■ WHAT IS BEING ASKED
Rescale the part of the listing below that opens with the line containing "Prompt: place one marker on each instance of the bare leg" and runs through the end of the listing. Write out every line of that part again in full, with each coordinate value multiplied by 2.45 and rounded to a whole number, halves rounded up.

■ GIVEN DATA
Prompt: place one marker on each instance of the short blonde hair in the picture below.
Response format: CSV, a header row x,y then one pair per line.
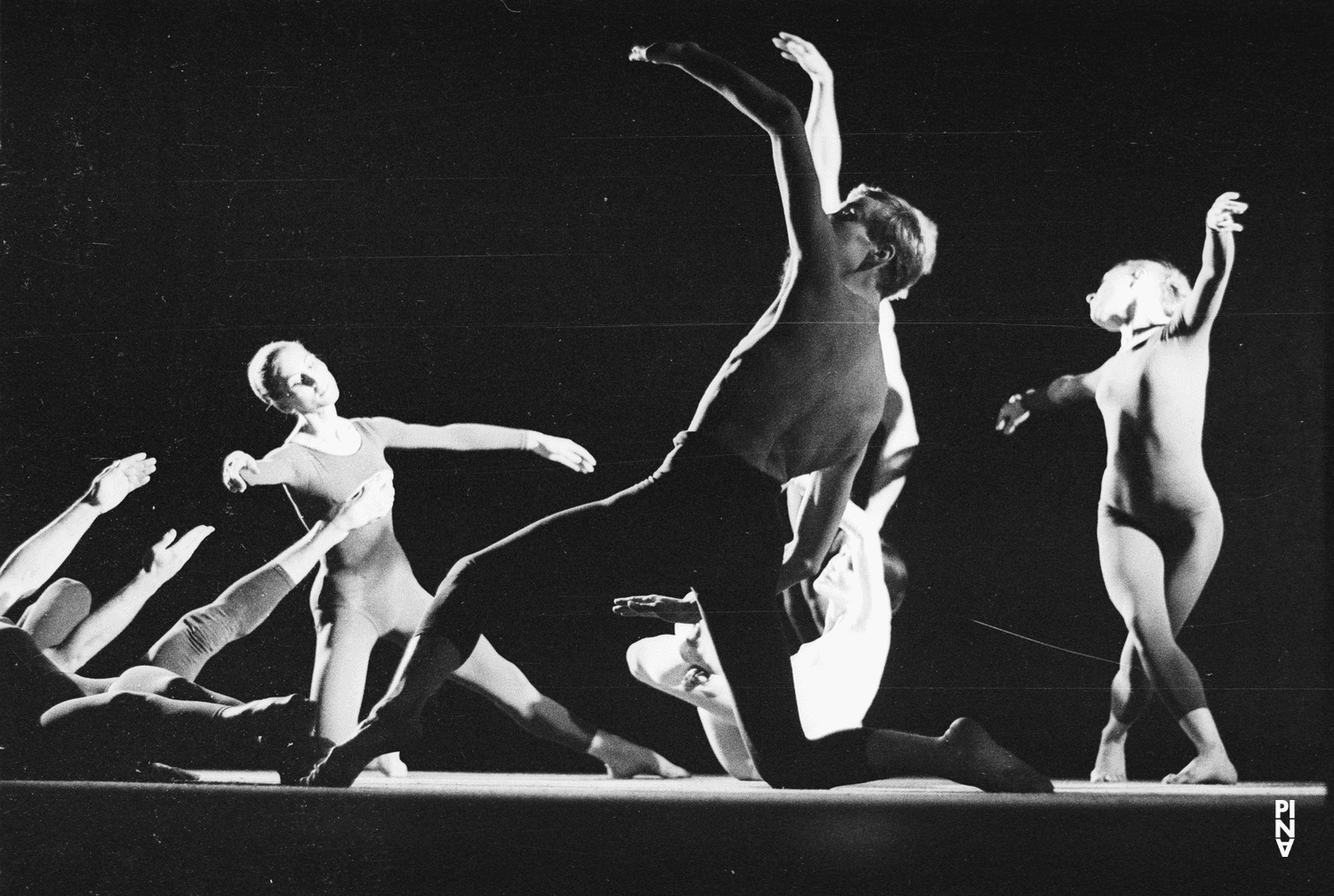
x,y
261,373
1176,287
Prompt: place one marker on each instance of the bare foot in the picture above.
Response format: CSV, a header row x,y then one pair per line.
x,y
1110,765
626,759
390,765
976,760
1206,768
375,738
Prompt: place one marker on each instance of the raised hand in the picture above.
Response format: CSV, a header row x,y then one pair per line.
x,y
119,479
670,610
165,559
659,53
1011,415
803,52
563,451
234,464
371,500
1219,216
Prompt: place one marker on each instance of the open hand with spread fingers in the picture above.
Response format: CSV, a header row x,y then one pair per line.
x,y
795,50
670,610
563,451
234,466
120,477
170,554
371,500
661,53
1219,216
1011,415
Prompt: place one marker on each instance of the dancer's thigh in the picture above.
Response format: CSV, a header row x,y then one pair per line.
x,y
1133,571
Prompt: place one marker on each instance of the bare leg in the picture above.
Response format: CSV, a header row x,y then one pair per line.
x,y
507,687
149,679
1136,575
1187,571
343,645
427,663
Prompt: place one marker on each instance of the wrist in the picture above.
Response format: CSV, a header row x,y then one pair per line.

■ FINISHED ANSWER
Prompt: place one marker on each instance of the bare leg in the picture above.
Response format: CSV, a header row x,y then one pair per line.
x,y
1242,1683
365,1664
2783,1409
2908,1399
840,1580
1046,1624
Prompt: place one marker on each instance of the wrist in the picture above.
Response format: CSV, a header row x,y then one pair per line.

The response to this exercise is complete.